## Stated problem:
Could you reproduce the stretch from the line containing "Locate every instance of the diving" through the end of the records, swapping "drop a point on each" for "place a marker on each" and leaving everything else unchanged?

# Data provided start

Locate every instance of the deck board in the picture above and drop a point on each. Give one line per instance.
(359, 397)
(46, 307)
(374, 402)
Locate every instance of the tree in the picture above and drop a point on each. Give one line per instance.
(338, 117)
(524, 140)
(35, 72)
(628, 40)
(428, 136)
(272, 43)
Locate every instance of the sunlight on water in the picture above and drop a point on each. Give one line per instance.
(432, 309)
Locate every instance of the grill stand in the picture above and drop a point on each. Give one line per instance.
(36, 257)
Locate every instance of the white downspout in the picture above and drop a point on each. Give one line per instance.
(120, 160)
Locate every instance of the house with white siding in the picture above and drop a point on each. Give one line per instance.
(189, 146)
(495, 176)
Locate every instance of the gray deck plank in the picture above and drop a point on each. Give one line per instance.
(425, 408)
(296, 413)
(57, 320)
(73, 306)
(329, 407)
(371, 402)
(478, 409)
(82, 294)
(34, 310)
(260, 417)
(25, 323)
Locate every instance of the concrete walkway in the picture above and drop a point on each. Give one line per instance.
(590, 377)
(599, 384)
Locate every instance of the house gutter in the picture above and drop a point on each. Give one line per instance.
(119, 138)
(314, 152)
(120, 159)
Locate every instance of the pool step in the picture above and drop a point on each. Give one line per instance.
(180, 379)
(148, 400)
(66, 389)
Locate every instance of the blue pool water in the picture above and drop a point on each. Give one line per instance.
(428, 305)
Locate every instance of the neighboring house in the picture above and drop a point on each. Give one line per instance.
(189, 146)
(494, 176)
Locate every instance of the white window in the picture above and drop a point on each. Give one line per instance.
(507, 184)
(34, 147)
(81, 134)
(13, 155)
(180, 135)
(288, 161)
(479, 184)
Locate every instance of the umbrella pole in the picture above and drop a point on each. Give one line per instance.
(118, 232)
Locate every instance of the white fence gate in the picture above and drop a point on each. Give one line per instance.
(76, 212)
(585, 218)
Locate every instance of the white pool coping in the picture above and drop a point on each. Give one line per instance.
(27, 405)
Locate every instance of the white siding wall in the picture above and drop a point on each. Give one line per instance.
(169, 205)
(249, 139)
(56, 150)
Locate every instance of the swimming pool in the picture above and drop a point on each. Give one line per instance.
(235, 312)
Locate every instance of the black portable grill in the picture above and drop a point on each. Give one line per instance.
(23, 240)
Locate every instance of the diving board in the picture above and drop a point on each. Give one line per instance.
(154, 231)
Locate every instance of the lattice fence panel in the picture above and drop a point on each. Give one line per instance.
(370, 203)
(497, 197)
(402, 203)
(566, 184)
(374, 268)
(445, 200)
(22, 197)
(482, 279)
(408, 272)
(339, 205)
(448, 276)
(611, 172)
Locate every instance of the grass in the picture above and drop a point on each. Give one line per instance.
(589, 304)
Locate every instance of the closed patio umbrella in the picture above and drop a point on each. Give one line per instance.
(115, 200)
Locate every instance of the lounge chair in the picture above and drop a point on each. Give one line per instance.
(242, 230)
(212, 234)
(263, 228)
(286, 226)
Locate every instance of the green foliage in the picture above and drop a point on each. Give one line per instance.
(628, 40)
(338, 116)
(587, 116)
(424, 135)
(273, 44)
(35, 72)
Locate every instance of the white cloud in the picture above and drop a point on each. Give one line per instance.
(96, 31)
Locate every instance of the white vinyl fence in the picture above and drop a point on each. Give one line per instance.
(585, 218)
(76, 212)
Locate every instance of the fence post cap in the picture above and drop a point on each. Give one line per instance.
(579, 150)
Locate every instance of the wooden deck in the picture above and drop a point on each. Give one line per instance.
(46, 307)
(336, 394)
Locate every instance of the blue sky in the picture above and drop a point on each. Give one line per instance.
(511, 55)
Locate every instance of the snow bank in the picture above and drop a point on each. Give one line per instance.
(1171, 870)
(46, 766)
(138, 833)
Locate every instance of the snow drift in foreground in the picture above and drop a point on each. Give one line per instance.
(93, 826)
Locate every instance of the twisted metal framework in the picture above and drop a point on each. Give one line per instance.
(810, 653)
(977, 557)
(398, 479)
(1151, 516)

# Data provided end

## Solution below:
Locate every instance of the diving board in the picture above and place a marker on each. Give one line per instance.
(154, 231)
Locate every instance of the lattice fence panel in the picture above and place a marker on each. Give one line per instance.
(370, 203)
(497, 197)
(402, 203)
(566, 184)
(374, 268)
(445, 200)
(22, 197)
(482, 279)
(408, 272)
(339, 205)
(448, 276)
(611, 172)
Locate every instance of the grass in the picture above and place a marker on each. Give one line per instance.
(589, 304)
Locate every instance of the closed patio umbrella in the picture above and place a marker on each. Give one line per instance.
(115, 200)
Locate every instance of the lounge chair in the picture above and place a marker on each. Give one line per instance.
(242, 230)
(212, 234)
(263, 228)
(286, 226)
Locate every instance of the green foliage in the picture above and place a marker on each. Give one line per instance.
(628, 40)
(338, 116)
(587, 116)
(424, 135)
(273, 44)
(35, 72)
Locate every instance of the white cloud in the picture above and place a marker on each. Give one line per instance.
(96, 31)
Locate every instance of the white vinyl fence in the picture above and place a marker on each. Give one line per instance.
(585, 218)
(76, 212)
Locate every instance of the fence post cap in the picture above and place a marker on each. Give one line per instance.
(579, 150)
Locate every instance of the wooden deck in the picture above and place a marker on each. Give one line per instance.
(46, 307)
(336, 394)
Locate every instance of the blue sky in the picture above and place a marker on each. Give one line per instance.
(511, 55)
Locate every instance of the snow bank in the picture above and place a marker on each. Give one line per instance.
(1171, 870)
(46, 766)
(138, 833)
Locate every instance of the snow drift in foreground in the picture above and place a marker on each. Give one line per instance.
(93, 826)
Locate every instance of the twisted metal framework in the picture above and place a marker on each. Give one line per instance.
(810, 653)
(977, 557)
(398, 479)
(1151, 516)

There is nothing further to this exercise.